## BEGIN

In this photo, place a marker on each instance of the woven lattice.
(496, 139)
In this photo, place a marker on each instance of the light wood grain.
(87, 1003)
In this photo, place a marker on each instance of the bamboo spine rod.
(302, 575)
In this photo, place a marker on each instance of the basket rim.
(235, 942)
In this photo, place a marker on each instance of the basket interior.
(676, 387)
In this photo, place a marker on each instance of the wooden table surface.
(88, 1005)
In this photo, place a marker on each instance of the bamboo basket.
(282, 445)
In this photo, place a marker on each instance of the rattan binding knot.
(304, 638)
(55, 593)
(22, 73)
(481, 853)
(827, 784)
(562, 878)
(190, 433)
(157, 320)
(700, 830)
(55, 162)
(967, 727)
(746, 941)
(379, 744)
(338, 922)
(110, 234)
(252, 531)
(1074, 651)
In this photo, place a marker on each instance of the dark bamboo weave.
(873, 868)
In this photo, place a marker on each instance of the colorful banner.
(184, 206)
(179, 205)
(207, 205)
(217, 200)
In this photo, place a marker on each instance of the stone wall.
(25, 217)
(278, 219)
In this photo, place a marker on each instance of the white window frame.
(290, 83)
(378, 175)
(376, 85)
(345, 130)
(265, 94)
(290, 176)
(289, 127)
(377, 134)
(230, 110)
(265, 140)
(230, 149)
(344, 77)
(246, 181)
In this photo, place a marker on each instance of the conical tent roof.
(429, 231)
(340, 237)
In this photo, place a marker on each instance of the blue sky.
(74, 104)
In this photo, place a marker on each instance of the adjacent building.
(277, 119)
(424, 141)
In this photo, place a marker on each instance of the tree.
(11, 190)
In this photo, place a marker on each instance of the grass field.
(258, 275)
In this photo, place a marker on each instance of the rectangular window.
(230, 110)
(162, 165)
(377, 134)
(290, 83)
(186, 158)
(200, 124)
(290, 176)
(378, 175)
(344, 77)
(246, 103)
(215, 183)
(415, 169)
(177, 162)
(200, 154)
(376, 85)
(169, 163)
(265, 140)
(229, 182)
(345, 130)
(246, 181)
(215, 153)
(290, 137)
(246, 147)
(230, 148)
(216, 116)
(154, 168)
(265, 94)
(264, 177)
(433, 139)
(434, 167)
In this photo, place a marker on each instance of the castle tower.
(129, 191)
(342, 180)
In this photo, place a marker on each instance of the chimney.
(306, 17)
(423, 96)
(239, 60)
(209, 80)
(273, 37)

## END

Render the whole listing above as a two-column CSV with the header row input,output. Give each input its own row alongside its output, and put each value in a single double-quoted field with any line breaks replaced by spaces.

▸ **RESULT FOR THIS TASK**
input,output
"In this photo, place a marker on each instance of the woven lattice.","(496, 139)"
"In this photo, place a marker on each instance of the light wood grain.","(87, 1003)"
"In this photo, place a marker on each instance of the bamboo spine rod.","(302, 575)"
"In this photo, place a marker on each instance of the basket rim.","(235, 942)"
"In this photo, place a marker on each instance of the basket interior.","(676, 387)"
"In this photo, place a marker on each instance of the wooden table surface.","(88, 1005)"
"In this photo, place a marker on each instance of the bamboo basket.","(282, 445)"
"In this photo, place a marker on each instance of the rattan binding knot.","(304, 638) (55, 593) (22, 73) (481, 853) (827, 784) (562, 878) (190, 433) (157, 320) (700, 830) (55, 162) (967, 727) (746, 941) (379, 744) (338, 922) (110, 234) (252, 531) (1074, 651)"
"In this photo, place a marker on each instance of the dark bamboo weave.","(873, 868)"
"In this photo, place a marker on each instance of the colorful banner.","(184, 206) (179, 205) (207, 205) (217, 200)"
"In this photo, place a marker on each instance of the stone wall.","(25, 217) (278, 219)"
"In this photo, place a marker on each instance of the white window frame.","(290, 83) (378, 175) (376, 85) (345, 130) (265, 94) (290, 176) (289, 127) (377, 134) (230, 110) (265, 140) (230, 149) (344, 77) (246, 181)"
"In this photo, place a marker on each instance of the conical tent roof.","(429, 231) (340, 237)"
"In this photo, place a marker on each instance of the blue sky.","(74, 104)"
"In this photo, place a marker on each instance of the adjacent building.","(277, 119) (424, 141)"
"In this photo, place a marker on each instance of the tree.","(11, 190)"
"In this photo, place a marker on each instance of the grass field.","(258, 275)"
"In this photo, place a marker on each instance of the rectangular window.","(230, 110) (162, 165) (377, 134) (290, 83) (186, 158) (200, 124) (290, 176) (378, 175) (344, 77) (246, 103) (215, 183) (415, 169) (177, 162) (200, 154) (376, 85) (169, 163) (265, 140) (229, 182) (345, 130) (246, 181) (215, 153) (290, 137) (246, 147) (230, 148) (216, 116) (154, 168) (265, 94) (264, 177) (433, 139) (434, 167)"
"In this photo, place a marker on each instance of the castle tower.","(129, 191) (342, 180)"
"In this photo, place a marker on each instance of the chimney.","(306, 17) (423, 96) (239, 60) (209, 80) (273, 37)"